_WORK REQUIRED_
In the Exodus commentary below, what did Moses do with the tables when he saw the calf and the dancing?

_TEXT PASSAGE_
[Start]

19 And it came to pass, as soon as he came nigh unto the camp, that he saw the calf, and the dancing: and Moses’ anger waxed hot, and he cast the tables out of his hands, and brake them beneath the mount.

20 And he took the calf which they had made, and burnt it in the fire, and ground it to powder, and strawed it upon the water, and made the children of Israel drink of it.

At the start of this chapter I mentioned that Moses up in the mountain with God and the Israelites down in the valley with their idol was an allegory for all mankind. Today, we see those two opposites meeting again. The elevated and transcendent has touched back to the fallen earth.

The first thing that Moses does is break in pieces the Lord’s invitation to Israel to build Him a holy house. The people were not worthy of it. They had not only violated the principles etched upon the tablets, but also the earlier law that was the prerequisite to receiving the latter tablets. Of course, we know that ultimately Israel would build the tabernacle as planned, but only because God would restore that privilege. First the people had to lose everything. They had to be condemned before they could be redeemed.

Next, Moses similarly broke the people’s sin. He took their perverse calf and destroyed it in the most complete way imaginable. First burned, then ground into powder, then poured into water, then drunk. It’s hard to think of a way he could have decimated it any further!

Also, there is an obvious symbolism in Moses having the people drink the very essence of their sin. They were drinking the consequences of their own wrongs. No one can pervert the ways of the Lord and not be soiled within. Many the man has tried to have his secret vice on the side while still maintaining that he is a “good” person, but it never works. The sin does not live outside of the man. It begins external, as the influence of temptation, but by engaging with it the man ingests its evil, and then it churns within him.

Scriptural Analysis- Exodus 32:5-6

5 And when Aaron saw it, he built an altar before it; and Aaron made proclamation, and said, To morrow is a feast to the Lord.

6 And they rose up early on the morrow, and offered burnt offerings, and brought peace offerings; and the people sat down to eat and to drink, and rose up to play.

The idolatry of the Israelites bore yet another similarity to God’s tabernacle in that both required animal sacrifice. We have already discussed the symbolism of the offerings to be made to the Lord in the tabernacle and how they represented the people giving up their sins, devoting their passions to the Almighty, and submitting their lives to His purpose.

Assuming that the animal offerings to this golden idol carried the same symbolism, then they were giving their passions, their energies, and their very lives to something evil. Anyone that has dabbled in a life of sin knows that you cannot just have it on the side, totally separate from the rest of your life. Many have tried, but to maintain the course of sin we must progressively lay on its altar the very best of ourselves, including the love and energy that we had intended to withhold from it.

It is interesting that the Israelites would be so forward in admitting that this was the aim of their idolatry. I think most of us are caught unawares by the cost of sin, having only entered into vice because we assumed it wouldn’t take so much from us. Not for the first time, it appears to me that the Old Testament takes all that is subtle, invisible, and spiritual today, and makes them immediate, real, and physical.

Scriptural Analysis- Exodus 29:10-14

10 And thou shalt cause a bullock to be brought before the tabernacle of the congregation: and Aaron and his sons shall put their hands upon the head of the bullock.

11 And thou shalt kill the bullock before the Lord, by the door of the tabernacle of the congregation.

12 And thou shalt take of the blood of the bullock, and put it upon the horns of the altar with thy finger, and pour all the blood beside the bottom of the altar.

[End]

_INFORMATION SHOWN_
[Start]

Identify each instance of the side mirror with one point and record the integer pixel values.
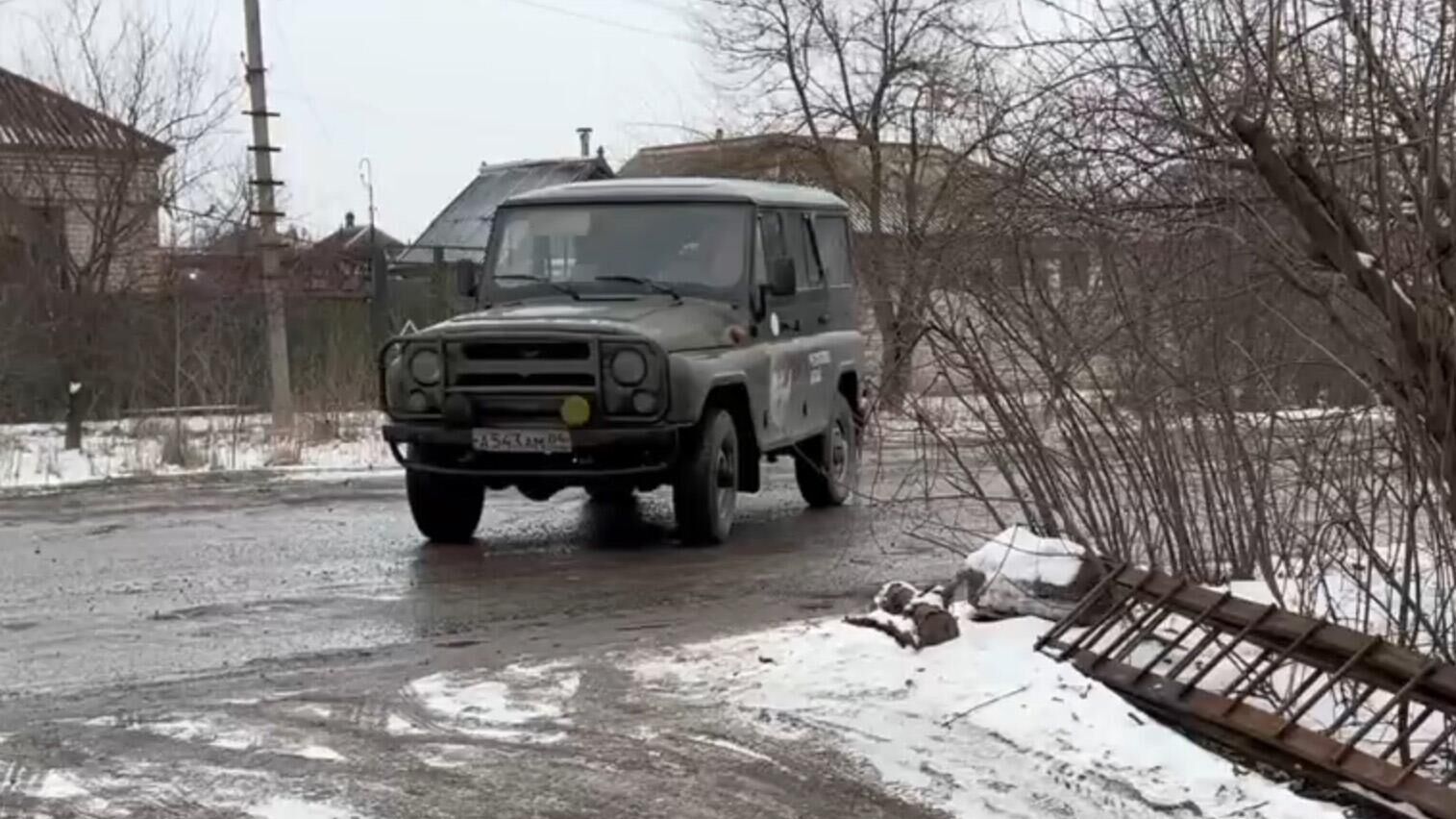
(466, 279)
(782, 277)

[End]

_RESPONSE_
He cast them out of his hands and broke them beneath the mount.